## Texto fornecido
________

Cultura

Inteligência artificial não é inteligente, e não é artificial | Cristian Barbarosie

Quem somos nós ? O que significa ser humano ? Ser inteligente ? São perguntas retóricas, claro. Nunca saberemos responder.

 

Mas vale a pena reflectir.

 

Tudo começou com a linguagem, com o verbo. Quando o ser humano começou a formular os seus pensamentos e emoções em palavras, a consciência humana mudou. Tornou-se transmissível. A consciência quebrou as barreiras do nosso corpo, da nossa pele, do nosso crânio, expandiu-se fora do corpo físico. De repente o ser humano já não estava confinado nos limites do corpo humano. De repente já eramos capazes de penetrar na mente de outros humanos, seja para incutir ideias seja para recebê-las.

 

Depois veio a escrita. Não só a consciência humana era transmissível, penetrava outros humanos, como agora ficava registada. Congelada no tempo. Seja por alguns dias ou semanas ou meses, em papel ou papiro, seja por séculos ou milénios, em barro cozido ou pedra esculpida. A consciência humana, a nossa inteligência, continuava viva muito depois da nossa morte física. E isso agradou a muitos.

________

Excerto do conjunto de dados
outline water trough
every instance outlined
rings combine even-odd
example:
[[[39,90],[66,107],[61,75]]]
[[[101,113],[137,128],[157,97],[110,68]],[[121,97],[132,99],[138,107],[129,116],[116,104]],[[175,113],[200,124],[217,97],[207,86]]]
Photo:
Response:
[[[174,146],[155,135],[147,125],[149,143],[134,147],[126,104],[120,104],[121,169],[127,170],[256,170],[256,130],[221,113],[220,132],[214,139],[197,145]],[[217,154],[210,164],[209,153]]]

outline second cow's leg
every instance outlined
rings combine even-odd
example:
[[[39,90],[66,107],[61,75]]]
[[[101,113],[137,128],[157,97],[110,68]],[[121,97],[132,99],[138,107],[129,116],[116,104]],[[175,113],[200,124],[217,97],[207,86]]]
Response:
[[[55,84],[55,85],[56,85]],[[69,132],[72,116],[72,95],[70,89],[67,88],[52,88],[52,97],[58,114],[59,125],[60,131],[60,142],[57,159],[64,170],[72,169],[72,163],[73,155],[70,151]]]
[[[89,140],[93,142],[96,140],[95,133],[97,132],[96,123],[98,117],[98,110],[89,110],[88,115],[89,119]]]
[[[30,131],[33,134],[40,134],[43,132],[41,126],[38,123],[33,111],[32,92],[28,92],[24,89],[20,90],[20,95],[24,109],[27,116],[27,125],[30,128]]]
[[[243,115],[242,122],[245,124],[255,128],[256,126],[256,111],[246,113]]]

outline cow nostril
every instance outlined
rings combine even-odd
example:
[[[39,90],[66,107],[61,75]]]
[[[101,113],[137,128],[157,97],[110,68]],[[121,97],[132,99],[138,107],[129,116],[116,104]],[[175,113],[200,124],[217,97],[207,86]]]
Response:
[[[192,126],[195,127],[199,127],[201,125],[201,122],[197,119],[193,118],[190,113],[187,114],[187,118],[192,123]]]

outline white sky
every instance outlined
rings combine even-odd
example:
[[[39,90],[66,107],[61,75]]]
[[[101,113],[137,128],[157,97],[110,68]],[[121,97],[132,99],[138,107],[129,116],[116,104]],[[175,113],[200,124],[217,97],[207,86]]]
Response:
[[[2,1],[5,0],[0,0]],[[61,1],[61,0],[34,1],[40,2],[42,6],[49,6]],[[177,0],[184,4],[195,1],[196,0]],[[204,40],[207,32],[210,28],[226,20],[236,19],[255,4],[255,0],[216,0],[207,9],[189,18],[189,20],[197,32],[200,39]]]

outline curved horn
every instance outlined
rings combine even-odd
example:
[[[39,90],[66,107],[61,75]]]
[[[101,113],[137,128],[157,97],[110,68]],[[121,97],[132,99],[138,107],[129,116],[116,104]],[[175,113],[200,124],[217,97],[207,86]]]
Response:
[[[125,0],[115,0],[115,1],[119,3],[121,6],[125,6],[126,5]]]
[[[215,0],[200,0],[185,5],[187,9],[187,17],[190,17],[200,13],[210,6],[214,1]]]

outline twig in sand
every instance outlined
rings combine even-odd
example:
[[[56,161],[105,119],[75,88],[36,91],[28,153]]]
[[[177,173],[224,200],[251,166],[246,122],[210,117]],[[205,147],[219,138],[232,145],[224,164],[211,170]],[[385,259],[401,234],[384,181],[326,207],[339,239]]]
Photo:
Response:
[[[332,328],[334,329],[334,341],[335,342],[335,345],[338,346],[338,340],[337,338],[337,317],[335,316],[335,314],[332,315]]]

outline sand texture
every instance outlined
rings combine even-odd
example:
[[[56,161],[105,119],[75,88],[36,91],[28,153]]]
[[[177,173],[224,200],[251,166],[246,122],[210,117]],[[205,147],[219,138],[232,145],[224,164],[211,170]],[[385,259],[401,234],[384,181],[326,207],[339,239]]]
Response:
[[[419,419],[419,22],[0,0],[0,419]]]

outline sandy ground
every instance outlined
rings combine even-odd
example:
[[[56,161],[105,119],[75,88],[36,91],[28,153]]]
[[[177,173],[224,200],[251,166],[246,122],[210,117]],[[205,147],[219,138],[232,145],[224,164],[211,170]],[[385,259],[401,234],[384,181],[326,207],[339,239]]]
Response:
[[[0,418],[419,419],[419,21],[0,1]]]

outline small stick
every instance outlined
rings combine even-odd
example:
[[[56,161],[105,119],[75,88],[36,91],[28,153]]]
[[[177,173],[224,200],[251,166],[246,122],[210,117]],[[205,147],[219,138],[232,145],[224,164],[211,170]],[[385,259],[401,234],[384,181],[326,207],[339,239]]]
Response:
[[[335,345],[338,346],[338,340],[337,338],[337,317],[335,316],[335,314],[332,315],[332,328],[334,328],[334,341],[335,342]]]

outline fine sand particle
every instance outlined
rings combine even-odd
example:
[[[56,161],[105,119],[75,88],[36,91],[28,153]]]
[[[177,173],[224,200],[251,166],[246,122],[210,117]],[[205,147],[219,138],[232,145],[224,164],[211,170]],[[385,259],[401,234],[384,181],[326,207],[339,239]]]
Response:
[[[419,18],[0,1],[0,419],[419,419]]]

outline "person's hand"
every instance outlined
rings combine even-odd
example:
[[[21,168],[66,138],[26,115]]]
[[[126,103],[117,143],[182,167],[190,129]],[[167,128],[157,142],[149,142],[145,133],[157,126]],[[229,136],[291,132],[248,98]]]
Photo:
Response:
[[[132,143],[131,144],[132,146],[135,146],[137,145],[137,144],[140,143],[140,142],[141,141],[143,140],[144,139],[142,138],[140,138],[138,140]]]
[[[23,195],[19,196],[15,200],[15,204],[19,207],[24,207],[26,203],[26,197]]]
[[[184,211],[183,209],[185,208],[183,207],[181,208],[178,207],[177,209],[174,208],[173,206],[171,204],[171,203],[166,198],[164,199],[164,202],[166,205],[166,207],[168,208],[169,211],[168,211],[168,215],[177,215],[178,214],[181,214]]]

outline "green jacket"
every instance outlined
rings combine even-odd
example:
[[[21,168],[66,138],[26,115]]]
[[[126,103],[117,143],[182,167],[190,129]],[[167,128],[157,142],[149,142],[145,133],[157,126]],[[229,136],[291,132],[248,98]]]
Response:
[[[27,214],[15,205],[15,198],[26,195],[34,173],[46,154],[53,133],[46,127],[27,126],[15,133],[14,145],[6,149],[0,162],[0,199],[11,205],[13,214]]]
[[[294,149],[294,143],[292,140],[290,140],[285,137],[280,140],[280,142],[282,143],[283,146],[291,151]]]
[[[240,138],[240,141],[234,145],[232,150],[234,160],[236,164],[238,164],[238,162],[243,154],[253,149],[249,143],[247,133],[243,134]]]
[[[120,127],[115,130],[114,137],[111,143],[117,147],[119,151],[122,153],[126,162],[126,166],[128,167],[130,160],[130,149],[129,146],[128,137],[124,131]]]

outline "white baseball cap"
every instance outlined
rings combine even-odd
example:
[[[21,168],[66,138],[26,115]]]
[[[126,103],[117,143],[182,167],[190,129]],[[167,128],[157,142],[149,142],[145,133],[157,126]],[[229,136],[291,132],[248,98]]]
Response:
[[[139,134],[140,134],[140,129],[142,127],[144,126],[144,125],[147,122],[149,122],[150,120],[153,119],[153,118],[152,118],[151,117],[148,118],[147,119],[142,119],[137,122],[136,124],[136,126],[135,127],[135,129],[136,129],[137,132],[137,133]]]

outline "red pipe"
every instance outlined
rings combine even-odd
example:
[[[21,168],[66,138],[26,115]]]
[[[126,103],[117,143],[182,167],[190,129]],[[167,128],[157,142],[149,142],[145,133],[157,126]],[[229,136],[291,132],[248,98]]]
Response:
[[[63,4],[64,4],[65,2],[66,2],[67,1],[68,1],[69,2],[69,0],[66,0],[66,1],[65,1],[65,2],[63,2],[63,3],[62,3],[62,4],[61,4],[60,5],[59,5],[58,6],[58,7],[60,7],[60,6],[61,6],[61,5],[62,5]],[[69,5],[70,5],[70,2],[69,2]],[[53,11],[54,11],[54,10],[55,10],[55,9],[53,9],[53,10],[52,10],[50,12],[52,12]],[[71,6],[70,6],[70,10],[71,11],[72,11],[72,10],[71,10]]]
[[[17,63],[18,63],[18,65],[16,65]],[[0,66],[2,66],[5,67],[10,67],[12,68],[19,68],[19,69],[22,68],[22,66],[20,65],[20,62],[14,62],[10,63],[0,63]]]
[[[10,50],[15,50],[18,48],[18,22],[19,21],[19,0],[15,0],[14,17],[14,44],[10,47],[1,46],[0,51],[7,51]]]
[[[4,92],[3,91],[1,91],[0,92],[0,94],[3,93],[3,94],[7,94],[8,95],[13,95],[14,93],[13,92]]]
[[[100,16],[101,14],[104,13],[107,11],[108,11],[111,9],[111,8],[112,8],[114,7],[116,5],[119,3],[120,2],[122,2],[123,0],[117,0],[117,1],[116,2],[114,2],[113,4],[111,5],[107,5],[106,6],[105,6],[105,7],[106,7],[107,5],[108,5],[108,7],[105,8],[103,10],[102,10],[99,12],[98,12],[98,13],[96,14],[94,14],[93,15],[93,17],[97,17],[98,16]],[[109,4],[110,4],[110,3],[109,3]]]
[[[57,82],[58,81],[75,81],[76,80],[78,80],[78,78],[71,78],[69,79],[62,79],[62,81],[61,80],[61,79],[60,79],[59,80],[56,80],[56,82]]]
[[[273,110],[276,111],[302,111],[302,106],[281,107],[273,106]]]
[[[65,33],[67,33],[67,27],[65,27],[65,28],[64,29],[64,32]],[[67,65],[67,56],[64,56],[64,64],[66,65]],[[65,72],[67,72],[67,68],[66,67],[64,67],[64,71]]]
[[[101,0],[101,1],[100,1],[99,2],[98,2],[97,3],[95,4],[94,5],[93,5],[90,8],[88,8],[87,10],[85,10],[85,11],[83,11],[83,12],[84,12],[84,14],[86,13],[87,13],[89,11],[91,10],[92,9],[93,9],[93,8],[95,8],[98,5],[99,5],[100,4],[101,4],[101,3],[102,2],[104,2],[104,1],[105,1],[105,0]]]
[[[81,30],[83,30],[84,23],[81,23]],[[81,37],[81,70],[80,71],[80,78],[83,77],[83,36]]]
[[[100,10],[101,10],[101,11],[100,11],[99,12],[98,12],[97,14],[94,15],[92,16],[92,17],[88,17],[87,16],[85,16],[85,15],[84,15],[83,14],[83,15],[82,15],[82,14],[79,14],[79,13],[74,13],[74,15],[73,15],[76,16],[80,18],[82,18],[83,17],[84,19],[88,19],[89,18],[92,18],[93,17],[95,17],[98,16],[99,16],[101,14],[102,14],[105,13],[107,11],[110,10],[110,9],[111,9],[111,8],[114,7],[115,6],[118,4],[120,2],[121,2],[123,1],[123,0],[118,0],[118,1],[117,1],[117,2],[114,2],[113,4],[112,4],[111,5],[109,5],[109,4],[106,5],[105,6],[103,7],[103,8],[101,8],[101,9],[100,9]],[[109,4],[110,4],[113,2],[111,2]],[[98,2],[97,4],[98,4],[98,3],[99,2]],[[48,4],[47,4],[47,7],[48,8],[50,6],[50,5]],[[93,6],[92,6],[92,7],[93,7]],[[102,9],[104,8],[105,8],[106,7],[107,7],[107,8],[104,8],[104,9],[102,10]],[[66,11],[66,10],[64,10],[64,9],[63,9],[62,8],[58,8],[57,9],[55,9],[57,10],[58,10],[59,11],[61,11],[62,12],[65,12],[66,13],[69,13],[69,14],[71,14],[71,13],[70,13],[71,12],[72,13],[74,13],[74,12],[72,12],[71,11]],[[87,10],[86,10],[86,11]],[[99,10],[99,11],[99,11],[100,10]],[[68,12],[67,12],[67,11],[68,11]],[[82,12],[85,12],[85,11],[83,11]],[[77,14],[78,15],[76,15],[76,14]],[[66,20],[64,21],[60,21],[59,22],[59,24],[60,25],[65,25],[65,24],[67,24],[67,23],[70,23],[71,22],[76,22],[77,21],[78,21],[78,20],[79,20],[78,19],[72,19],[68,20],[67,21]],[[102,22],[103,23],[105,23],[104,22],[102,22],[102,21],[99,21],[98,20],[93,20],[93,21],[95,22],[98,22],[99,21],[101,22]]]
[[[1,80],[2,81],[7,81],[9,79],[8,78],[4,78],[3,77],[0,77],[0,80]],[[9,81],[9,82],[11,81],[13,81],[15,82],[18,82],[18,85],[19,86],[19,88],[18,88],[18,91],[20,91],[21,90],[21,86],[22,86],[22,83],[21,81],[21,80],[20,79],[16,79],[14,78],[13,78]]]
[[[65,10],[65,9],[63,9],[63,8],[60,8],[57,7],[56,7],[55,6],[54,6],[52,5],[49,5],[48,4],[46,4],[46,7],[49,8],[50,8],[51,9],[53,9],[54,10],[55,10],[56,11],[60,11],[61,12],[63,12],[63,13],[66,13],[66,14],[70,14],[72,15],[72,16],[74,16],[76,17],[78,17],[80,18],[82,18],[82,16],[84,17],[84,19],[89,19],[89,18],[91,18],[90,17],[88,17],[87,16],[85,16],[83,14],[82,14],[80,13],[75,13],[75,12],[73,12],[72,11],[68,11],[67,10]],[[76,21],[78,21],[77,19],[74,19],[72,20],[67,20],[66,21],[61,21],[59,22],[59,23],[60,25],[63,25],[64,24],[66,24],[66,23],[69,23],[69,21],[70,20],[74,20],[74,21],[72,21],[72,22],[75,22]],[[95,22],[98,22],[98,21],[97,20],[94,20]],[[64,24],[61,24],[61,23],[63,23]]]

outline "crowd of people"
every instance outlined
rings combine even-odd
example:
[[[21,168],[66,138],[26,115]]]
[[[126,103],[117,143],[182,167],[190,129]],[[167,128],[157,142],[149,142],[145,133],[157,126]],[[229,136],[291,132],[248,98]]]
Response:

________

## Lista de tarefas
1) Responda a estas perguntas com base no texto sobre inteligência artificial:
(a) Segundo o texto, com que começou tudo?
(b) Em que se tornou a consciência humana quando o ser humano passou a formular os seus pensamentos e emoções em palavras?
(c) Em que materiais a consciência humana ficava registada por séculos ou milénios?
2) Prossiga, por favor, o texto sobre inteligência artificial a partir do ponto em que termina.

## Respostas por tarefa
1)
(a) Com a linguagem, com o verbo.
(b) Tornou-se transmissível.
(c) Em barro cozido ou pedra esculpida.

2)
Mais recentemente, chegou o Sr. Gutenberg que inventou uma máquina capaz de escrever o mesmo texto centenas ou milhares de vezes, sem se cansar e sem se enganar, com mais precisão do que qualquer escriba. A inteligência humana, que já circulava de mão em mão, passou a ser reproduzida em quantidade nunca antes vista, beneficiando quem ansiava por assimilá-la e também quem pretendia dar-se a conhecer. E isso agradou a muitos.

 

A pedra deixou de ser tão interessante para guardar informação. A pedra é pesada e é difícil escrever nela. Um livro em papel pode ser segurado na mão, no bolso até. Os jornais e livros proliferaram, multiplicaram-se, diversificaram-se. A inteligência humana já não estava apenas dentro dos nossos crânios. Estava armazenada em enormes bibliotecas, das quais a humanidade orgulhava-se, e com razão.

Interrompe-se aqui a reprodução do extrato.